_Exercise set:_
• 1. Rewrite the paragraph of the bortezomib text below that begins "The transplant community has recognized" as a short bulleted list, keeping its main facts.
• 2. Answer these questions using the bortezomib text below, one line per answer with matching letters:
(a) What disease is bortezomib FDA approved to treat?
(b) How many kidney transplant recipients did Everly and colleagues treat?
(c) Within how many days were DSA eliminated in the two patients reported by the same group?
• 3. Copy the bortezomib text below word for word, starting with "The transplant community" and going on through "sensitized patients [28].".

_Extracted text:_
*** Block opens ***

The transplant community has recognized the potential use of an agent that can directly target plasma cells. Traditional treatments have been successful in removing antibodies, inhibiting antibody activity or lowering production but no treatments have been effective in targeting mature antibody production in plasma cells. AMR involves the production of high levels of DSA by plasma cells either newly made from memory or naïve B cells or from those that existed prior to transplant. One mechanism to control AMR is to target DSA production by plasma cells. Bortezomib is a proteasome inhibitor which is FDA approved for the treatment of multiple myeloma. This medication has been shown to cause apoptosis of normal plasma cells which in turn decreases alloantibody production in sensitized patients [28].

Several case reports and series have been published regarding the use of bortezomib. Currently available studies of bortezomib for treatment of AMR are summarized in Table 1. The University of Cincinnati reported the first study on the use of bortezomib in AMR. Everly and colleagues treated six kidney transplant recipients with refractory AMR and concomitant ACR with bortezomib and found fast rejection reversal, reductions in DSA levels, improved renal allograft function, and suppression of recurrent rejection [29]. The same group reported two patients with AMR who received bortezomib and these patients experienced prompt AMR reversal and DSA elimination in 14 days [30]. The use of bortezomib has also been published in five patients with a combination of ACR and AMR. These patients were given four doses of bortezomib and reversal of both ACR and AMR occurred with reduction in DSA [30]. Other studies have shown positive and mixed results regarding the use of this medication in AMR and DSA levels [31, 32].

*** Block closes ***

_Source data:_
*** Block opens ***

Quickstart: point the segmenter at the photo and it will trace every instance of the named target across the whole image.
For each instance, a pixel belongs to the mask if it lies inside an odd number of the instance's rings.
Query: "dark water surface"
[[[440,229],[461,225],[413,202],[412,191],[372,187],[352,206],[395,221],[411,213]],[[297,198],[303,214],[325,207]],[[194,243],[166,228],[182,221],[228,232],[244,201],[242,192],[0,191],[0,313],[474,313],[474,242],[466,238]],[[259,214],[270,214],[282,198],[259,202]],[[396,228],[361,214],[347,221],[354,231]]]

*** Block closes ***

_Solution set:_
• 1.
- The transplant community sees potential in an agent that directly targets plasma cells.
- Traditional treatments remove antibodies, inhibit antibody activity or lower production, but none effectively target mature antibody production in plasma cells.
- In AMR, plasma cells produce high levels of DSA. These plasma cells are either newly made from memory or naïve B cells or existed before transplant.
- One way to control AMR is to target DSA production by plasma cells.
- Bortezomib is a proteasome inhibitor that is FDA approved for multiple myeloma.
- Bortezomib causes apoptosis of normal plasma cells, which decreases alloantibody production in sensitized patients.

• 2.
(a) Multiple myeloma
(b) Six
(c) 14 days

• 3.
The transplant community has recognized the potential use of an agent that can directly target plasma cells. Traditional treatments have been successful in removing antibodies, inhibiting antibody activity or lowering production but no treatments have been effective in targeting mature antibody production in plasma cells. AMR involves the production of high levels of DSA by plasma cells either newly made from memory or naïve B cells or from those that existed prior to transplant. One mechanism to control AMR is to target DSA production by plasma cells. Bortezomib is a proteasome inhibitor which is FDA approved for the treatment of multiple myeloma. This medication has been shown to cause apoptosis of normal plasma cells which in turn decreases alloantibody production in sensitized patients [28].